> [EXERCISE DATA]
***

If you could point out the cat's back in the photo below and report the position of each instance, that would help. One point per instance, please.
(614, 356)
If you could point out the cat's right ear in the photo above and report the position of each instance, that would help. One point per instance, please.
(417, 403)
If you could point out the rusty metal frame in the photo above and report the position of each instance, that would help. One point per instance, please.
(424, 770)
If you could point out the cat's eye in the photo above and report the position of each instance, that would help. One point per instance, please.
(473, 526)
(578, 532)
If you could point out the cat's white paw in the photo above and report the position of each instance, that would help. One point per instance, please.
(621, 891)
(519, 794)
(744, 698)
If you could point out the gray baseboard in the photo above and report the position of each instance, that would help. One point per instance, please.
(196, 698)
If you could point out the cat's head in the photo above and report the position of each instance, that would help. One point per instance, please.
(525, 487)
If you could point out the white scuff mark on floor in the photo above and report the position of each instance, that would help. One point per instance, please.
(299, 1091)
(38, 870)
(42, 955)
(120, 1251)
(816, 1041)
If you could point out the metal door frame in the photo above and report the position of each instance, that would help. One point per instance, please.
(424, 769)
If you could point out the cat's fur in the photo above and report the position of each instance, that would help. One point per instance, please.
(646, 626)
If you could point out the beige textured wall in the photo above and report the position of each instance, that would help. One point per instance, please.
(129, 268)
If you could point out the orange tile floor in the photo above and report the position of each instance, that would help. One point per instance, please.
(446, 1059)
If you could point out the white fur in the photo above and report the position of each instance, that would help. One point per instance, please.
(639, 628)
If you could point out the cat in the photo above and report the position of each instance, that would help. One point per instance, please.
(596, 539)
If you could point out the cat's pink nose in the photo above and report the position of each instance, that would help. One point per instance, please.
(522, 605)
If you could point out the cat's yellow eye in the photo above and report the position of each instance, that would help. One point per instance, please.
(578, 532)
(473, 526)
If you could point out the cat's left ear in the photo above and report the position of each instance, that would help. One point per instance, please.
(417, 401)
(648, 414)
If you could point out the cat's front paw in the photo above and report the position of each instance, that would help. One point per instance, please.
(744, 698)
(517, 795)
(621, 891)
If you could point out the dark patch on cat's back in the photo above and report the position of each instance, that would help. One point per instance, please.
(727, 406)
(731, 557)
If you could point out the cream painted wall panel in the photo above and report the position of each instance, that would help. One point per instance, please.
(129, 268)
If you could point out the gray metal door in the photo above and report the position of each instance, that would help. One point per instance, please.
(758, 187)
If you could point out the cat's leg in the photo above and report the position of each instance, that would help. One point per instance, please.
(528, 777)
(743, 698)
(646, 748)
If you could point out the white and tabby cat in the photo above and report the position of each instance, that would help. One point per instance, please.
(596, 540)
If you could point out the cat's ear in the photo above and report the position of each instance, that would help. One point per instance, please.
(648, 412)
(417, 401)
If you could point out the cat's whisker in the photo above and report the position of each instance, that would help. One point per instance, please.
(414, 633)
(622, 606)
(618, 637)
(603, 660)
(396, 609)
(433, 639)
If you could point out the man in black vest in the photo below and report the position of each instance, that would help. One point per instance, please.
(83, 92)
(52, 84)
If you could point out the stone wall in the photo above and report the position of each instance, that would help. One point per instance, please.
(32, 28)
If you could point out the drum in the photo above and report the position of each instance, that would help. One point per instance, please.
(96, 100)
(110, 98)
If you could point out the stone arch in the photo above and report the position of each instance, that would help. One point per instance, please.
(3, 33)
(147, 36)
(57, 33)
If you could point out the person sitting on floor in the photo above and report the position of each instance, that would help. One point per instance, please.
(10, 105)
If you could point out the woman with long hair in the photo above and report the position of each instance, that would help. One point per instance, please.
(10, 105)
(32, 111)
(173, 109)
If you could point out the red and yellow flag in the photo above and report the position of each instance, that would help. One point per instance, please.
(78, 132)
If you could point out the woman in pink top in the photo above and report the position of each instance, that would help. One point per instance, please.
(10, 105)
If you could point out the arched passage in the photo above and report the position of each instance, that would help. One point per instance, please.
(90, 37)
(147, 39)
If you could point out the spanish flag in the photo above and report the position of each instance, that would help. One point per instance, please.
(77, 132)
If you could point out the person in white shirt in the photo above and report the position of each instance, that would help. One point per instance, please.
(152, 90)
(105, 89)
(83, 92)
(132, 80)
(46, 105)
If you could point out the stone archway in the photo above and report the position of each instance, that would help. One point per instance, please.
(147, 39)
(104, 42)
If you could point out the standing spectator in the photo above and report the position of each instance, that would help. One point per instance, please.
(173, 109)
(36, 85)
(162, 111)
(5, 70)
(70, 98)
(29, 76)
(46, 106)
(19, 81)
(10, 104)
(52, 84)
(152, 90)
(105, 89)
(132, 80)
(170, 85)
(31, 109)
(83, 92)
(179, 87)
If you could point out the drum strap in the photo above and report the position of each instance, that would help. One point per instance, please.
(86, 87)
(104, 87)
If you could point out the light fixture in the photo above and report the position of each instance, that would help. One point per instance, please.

***

Rewrite all of the lines above, changing every "that would help" to "that would be useful" and keeping everything else unchanged.

> [EXERCISE ANSWER]
If you could point out the cat's back in the photo below and report the position of each instance, that would be useful. One point per instance, please.
(614, 356)
If you could point out the cat's right ear in the photo above and report the position of each instance, that would be useful. One point per instance, please.
(417, 403)
If you could point out the rusty metal frame in the photo above and report the position of each instance, that would be useful. One point per instance, please.
(424, 770)
If you could point out the cat's eye in the photo above and report the position of each instance, that would be useful. One point per instance, please.
(473, 526)
(578, 532)
If you could point out the cat's white paw in the photo above and report the position of each instance, that would be useful. One point per instance, please.
(621, 891)
(519, 794)
(744, 698)
If you could point out the gray baseboard in the photo above and report the position of each instance, that would be useful. One point per instance, please.
(196, 698)
If you could point out the cat's head in the photo above and report the position of each instance, that would be useful. One point per instance, please.
(525, 487)
If you could point out the white scuff mark on floor in the photo above and report the position of each instance, that would be useful. One point per instance, please.
(299, 1091)
(38, 870)
(42, 955)
(120, 1251)
(816, 1041)
If you could point out the metal door frame in the photo above and report the position of each instance, that would be useful. One point per instance, please.
(424, 769)
If you could point out the cat's fur in the photo above and report the position of each instance, that would be useful. One point per instance, please.
(646, 626)
If you could point out the beige textured wall in the photo above and report the position of each instance, that would be useful. One point per instance, please.
(129, 268)
If you could point out the orange tile floor in the photo above and report the position of each instance, that would be useful. One point per instance, please.
(446, 1059)
If you could point out the white fur in the photo above and report the position of each instance, that would be useful. One point per instance, please.
(639, 628)
If you could point out the cat in the photo above and report the position of each instance, that would be useful. One point per instance, please.
(596, 539)
If you could point out the cat's pink nose in the photo above and report the position of each instance, that would be useful. One point per instance, please.
(522, 605)
If you could point out the cat's yellow eye in the photo above and report the position of each instance, that would be useful. One point per instance, please.
(578, 532)
(473, 526)
If you could point out the cat's left ear in the photo above and report the position of each instance, that would be useful. One point per instance, please.
(417, 401)
(648, 414)
If you could point out the cat's front paw in the photo above and report the position of each instance, that would be useful. One point per instance, please.
(744, 698)
(517, 795)
(621, 891)
If you could point out the dark patch on cat's back in the photo above and report the position of each instance, that would be useful. One point per instance, please.
(727, 406)
(731, 557)
If you could point out the cream painted wall panel in the photo above and report the position of each instance, that would be useful. One point per instance, please.
(129, 268)
If you could point out the gray metal door in the photo above and report the position of each instance, that would be useful. One point per instance, please.
(758, 187)
If you could point out the cat's leg in the photo above and report the position of each instance, that would be useful. One point per instance, please.
(528, 777)
(743, 698)
(646, 748)
If you could point out the white and tabby cat in the photo above and report the position of each instance, that would be useful. One point per instance, please.
(596, 540)
If you could point out the cat's ear in the photo above and report the position of each instance, that would be useful. One point per instance, please.
(648, 412)
(417, 401)
If you could point out the cat's whisker in the photo above and report the position of each instance, that would be useful. One point per instance, please.
(414, 633)
(622, 606)
(618, 637)
(603, 660)
(396, 609)
(433, 639)
If you could point out the man in black vest in the photo below and report the position of each instance, that would be useful. One point per instance, please.
(83, 92)
(52, 84)
If you could point out the stone wall in the photo above and report the position of each instance, that would be useful. One point per instance, please.
(32, 28)
If you could point out the drum in the photo above and report the position of each instance, that would be useful. One point per instance, please.
(96, 100)
(110, 98)
If you could point out the stone arch in the photo above and report the position of each instance, that would be useful. One point per instance, please.
(3, 33)
(147, 36)
(57, 33)
If you could point out the person sitting on floor in the photo above and report the position of each instance, that would be useful. One point per instance, please.
(10, 105)
If you could point out the woman with long hair in the photo above and report the position of each instance, that would be useful. One point per instance, please.
(10, 105)
(32, 111)
(173, 109)
If you could point out the red and yellow flag in the photo above and report the position of each instance, that would be useful. One point per instance, please.
(78, 132)
If you could point out the woman in pink top in the photo above and report the position of each instance, that would be useful. One point per instance, please.
(10, 105)
If you could point out the arched passage in the photo above and report the position of each instance, that would be useful. One point per instance, please.
(90, 37)
(147, 39)
If you could point out the spanish flag in the photo above and report the position of each instance, that would be useful. One point per instance, please.
(77, 132)
If you could point out the person in white shirt in the photo above and report the position of each instance, that would be useful. One point per instance, please.
(152, 90)
(105, 89)
(83, 92)
(132, 80)
(46, 105)
If you could point out the stone archway in the photo above and report the position of each instance, that would be useful. One point per instance, please.
(147, 39)
(104, 42)
If you could point out the standing spectator in the photo above and report the position of each instance, that would be useful. One point per instance, please.
(173, 109)
(36, 85)
(162, 111)
(5, 70)
(70, 98)
(29, 76)
(46, 106)
(19, 81)
(10, 104)
(52, 84)
(152, 90)
(105, 89)
(132, 80)
(170, 85)
(31, 109)
(83, 92)
(179, 87)
If you could point out the drum strap in the photo above and report the position of each instance, that would be useful. One point per instance, please.
(86, 87)
(104, 87)
If you could point out the light fixture in the photo above and report the position of each instance, that would be useful. One point per instance, please.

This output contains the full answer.